## Begin MATERIAL SUPPLIED

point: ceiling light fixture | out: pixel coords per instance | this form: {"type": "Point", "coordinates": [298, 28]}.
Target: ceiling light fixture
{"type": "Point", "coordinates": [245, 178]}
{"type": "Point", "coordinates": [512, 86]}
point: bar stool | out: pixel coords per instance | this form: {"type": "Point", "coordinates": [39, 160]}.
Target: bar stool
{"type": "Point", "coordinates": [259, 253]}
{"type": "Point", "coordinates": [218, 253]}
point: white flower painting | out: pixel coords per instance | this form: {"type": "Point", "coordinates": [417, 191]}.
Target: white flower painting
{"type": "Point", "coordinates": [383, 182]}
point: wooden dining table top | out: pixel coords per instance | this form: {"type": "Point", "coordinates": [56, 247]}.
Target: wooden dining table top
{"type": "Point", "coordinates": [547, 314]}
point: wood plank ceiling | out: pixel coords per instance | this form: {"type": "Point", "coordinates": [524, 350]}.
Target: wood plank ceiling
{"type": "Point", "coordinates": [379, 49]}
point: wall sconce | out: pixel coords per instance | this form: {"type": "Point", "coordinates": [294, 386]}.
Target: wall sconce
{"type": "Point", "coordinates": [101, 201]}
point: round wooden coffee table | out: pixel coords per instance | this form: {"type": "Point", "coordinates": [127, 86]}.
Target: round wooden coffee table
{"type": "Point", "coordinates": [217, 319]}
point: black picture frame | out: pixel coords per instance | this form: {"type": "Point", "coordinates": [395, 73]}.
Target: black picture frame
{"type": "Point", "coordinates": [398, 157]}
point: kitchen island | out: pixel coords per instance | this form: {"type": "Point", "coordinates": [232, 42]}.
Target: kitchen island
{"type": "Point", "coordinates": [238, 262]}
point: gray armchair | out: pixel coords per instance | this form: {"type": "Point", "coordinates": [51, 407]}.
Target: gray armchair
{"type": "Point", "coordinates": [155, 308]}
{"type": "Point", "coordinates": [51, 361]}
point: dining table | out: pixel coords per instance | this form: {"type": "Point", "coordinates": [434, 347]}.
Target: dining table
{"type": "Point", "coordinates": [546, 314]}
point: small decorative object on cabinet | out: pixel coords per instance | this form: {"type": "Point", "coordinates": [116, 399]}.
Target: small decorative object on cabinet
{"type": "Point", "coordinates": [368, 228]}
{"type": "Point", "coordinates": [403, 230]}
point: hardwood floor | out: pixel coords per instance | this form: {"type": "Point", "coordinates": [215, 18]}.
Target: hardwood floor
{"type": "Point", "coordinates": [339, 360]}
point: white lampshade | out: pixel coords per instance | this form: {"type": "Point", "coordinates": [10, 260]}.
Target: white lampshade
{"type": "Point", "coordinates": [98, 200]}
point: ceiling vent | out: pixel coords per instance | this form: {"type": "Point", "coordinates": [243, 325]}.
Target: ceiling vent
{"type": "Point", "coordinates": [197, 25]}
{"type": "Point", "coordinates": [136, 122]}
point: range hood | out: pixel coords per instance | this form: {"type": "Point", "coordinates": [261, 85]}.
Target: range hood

## End MATERIAL SUPPLIED

## WHAT YOU HAVE TO DO
Above are some records; repeat all of them exactly.

## ANSWER FOR THE TASK
point: ceiling light fixture | out: pixel coords per instance | this form: {"type": "Point", "coordinates": [298, 28]}.
Target: ceiling light fixture
{"type": "Point", "coordinates": [245, 178]}
{"type": "Point", "coordinates": [512, 86]}
point: bar stool | out: pixel coords per instance | this form: {"type": "Point", "coordinates": [39, 160]}.
Target: bar stool
{"type": "Point", "coordinates": [259, 253]}
{"type": "Point", "coordinates": [218, 253]}
point: white flower painting | out: pixel coords per instance | this form: {"type": "Point", "coordinates": [417, 191]}.
Target: white flower painting
{"type": "Point", "coordinates": [383, 182]}
point: wooden dining table top | out: pixel coords per instance | this form: {"type": "Point", "coordinates": [56, 247]}.
Target: wooden dining table top
{"type": "Point", "coordinates": [547, 314]}
point: wood plank ceiling | out: pixel coords per instance | this form: {"type": "Point", "coordinates": [524, 350]}.
Target: wood plank ceiling
{"type": "Point", "coordinates": [379, 49]}
point: wall sconce | out: pixel coords per instance | this form: {"type": "Point", "coordinates": [294, 386]}.
Target: wall sconce
{"type": "Point", "coordinates": [101, 201]}
point: round wooden coffee table | out: pixel coords per instance | this form: {"type": "Point", "coordinates": [127, 86]}.
Target: round wooden coffee table
{"type": "Point", "coordinates": [217, 319]}
point: black picture frame | out: pixel coords per instance | this form: {"type": "Point", "coordinates": [395, 73]}.
Target: black picture frame
{"type": "Point", "coordinates": [398, 157]}
point: kitchen island | out: pixel coords per instance | this form: {"type": "Point", "coordinates": [232, 42]}.
Target: kitchen island
{"type": "Point", "coordinates": [238, 262]}
point: gray armchair | out: pixel coords per instance | this form: {"type": "Point", "coordinates": [51, 407]}.
Target: gray armchair
{"type": "Point", "coordinates": [155, 308]}
{"type": "Point", "coordinates": [51, 361]}
point: dining table | out: pixel coords per instance | this form: {"type": "Point", "coordinates": [434, 347]}.
Target: dining table
{"type": "Point", "coordinates": [546, 314]}
point: small decorative object on cabinet | out: pixel coords per instance | this form: {"type": "Point", "coordinates": [116, 399]}.
Target: small decorative object on cabinet
{"type": "Point", "coordinates": [368, 228]}
{"type": "Point", "coordinates": [403, 230]}
point: hardwood floor | out: pixel coords per instance | this form: {"type": "Point", "coordinates": [215, 18]}.
Target: hardwood floor
{"type": "Point", "coordinates": [339, 360]}
point: white lampshade | out: pixel coords per instance | this form: {"type": "Point", "coordinates": [10, 260]}.
Target: white lampshade
{"type": "Point", "coordinates": [98, 200]}
point: ceiling vent | out: pixel coords per instance | this form: {"type": "Point", "coordinates": [243, 325]}.
Target: ceiling vent
{"type": "Point", "coordinates": [197, 25]}
{"type": "Point", "coordinates": [136, 122]}
point: range hood | out: pixel coords per instance | this form: {"type": "Point", "coordinates": [261, 85]}.
Target: range hood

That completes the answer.